[Named-object pointing records]
--- Begin ---

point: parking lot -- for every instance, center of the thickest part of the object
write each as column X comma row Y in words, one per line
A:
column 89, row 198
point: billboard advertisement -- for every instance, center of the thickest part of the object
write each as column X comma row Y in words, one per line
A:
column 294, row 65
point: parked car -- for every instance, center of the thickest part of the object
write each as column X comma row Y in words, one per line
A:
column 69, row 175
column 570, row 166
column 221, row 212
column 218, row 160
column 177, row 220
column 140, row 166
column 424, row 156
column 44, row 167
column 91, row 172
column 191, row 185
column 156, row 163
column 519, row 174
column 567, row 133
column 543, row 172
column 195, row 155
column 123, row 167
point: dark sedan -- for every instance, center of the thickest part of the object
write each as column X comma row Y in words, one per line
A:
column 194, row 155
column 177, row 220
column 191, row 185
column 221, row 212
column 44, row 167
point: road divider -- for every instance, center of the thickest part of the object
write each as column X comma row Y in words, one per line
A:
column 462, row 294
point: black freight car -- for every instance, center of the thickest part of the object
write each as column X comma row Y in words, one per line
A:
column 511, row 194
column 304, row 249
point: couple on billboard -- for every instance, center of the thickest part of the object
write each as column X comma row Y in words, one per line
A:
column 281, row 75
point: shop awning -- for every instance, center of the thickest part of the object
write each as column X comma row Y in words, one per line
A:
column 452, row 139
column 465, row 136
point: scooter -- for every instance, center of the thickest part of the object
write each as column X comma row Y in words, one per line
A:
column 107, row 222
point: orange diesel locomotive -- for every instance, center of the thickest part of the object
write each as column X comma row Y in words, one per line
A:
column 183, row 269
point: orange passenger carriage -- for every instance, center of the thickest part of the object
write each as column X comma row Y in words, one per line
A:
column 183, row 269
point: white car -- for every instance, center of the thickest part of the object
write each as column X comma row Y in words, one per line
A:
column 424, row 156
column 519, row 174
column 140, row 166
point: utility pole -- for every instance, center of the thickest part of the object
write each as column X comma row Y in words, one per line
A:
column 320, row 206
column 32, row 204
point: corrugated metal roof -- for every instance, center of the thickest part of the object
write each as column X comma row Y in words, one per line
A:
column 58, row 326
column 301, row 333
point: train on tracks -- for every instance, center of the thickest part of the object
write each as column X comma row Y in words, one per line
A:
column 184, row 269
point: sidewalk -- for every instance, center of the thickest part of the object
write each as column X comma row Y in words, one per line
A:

--- End ---

*Task instructions*:
Rewrite all of the data above, changing "thickest part" to "widest part" wherever it occurs and keeping everything else the same.

*Output of the task*:
point: parking lot -- for every instance, center of the widest part of the object
write each as column X comma row Y in words, one per line
A:
column 89, row 198
point: billboard advertisement -- for every instance, center of the widest part of the object
write each as column X comma row Y in words, one per line
A:
column 294, row 65
point: parked car -- for every instance, center of the widest part of the object
write each as column X comma row Y in words, one per line
A:
column 69, row 175
column 570, row 166
column 221, row 212
column 218, row 160
column 177, row 220
column 140, row 166
column 424, row 156
column 44, row 167
column 91, row 172
column 191, row 185
column 156, row 163
column 519, row 174
column 567, row 133
column 543, row 172
column 195, row 155
column 123, row 167
point: dark sedan -- for every instance, center of the widest part of the object
write each as column X comma row Y in words, one per line
A:
column 194, row 155
column 177, row 220
column 191, row 185
column 221, row 212
column 44, row 167
point: road divider -- for every instance, center of the widest part of the object
write each as column X comma row Y in words, one per line
A:
column 462, row 294
point: black freight car -- for every instance, center of the widest part of the object
write each as column X comma row Y in words, one per line
A:
column 511, row 194
column 304, row 249
point: couple on billboard -- for every instance, center of the widest part of the object
write each as column X comma row Y in words, one per line
A:
column 281, row 75
point: shop awning -- for every instance, center of the widest part of the object
write each as column X comma row Y in words, one per line
A:
column 452, row 139
column 465, row 136
point: scooter -- for every instance, center of the widest part of the object
write each as column X comma row Y in words, one per line
A:
column 107, row 222
point: orange diesel locomotive -- for every instance, center of the widest part of the object
write each as column X comma row Y in words, one per line
A:
column 183, row 269
point: orange passenger carriage -- for every instance, center of the widest part of the object
write each as column X comma row Y in words, one per line
A:
column 183, row 269
point: white car -- for every instance, center of the widest part of the object
write each as column X comma row Y in words, one per line
A:
column 424, row 156
column 519, row 174
column 140, row 166
point: utility pole -- for every instance, center of the widest part of the object
write each as column X comma row Y in words, one per line
A:
column 320, row 206
column 32, row 204
point: corrugated metal roof -- for every instance, center of the widest part of the object
write each as column X comma row Y in words, one per line
A:
column 58, row 326
column 301, row 333
point: train on tracks -- for every instance, center of the widest part of the object
write each as column X comma row Y in words, one per line
A:
column 184, row 269
point: sidewalk -- for every instance, center of the widest part of the object
write each as column X comma row Y in words, one per line
A:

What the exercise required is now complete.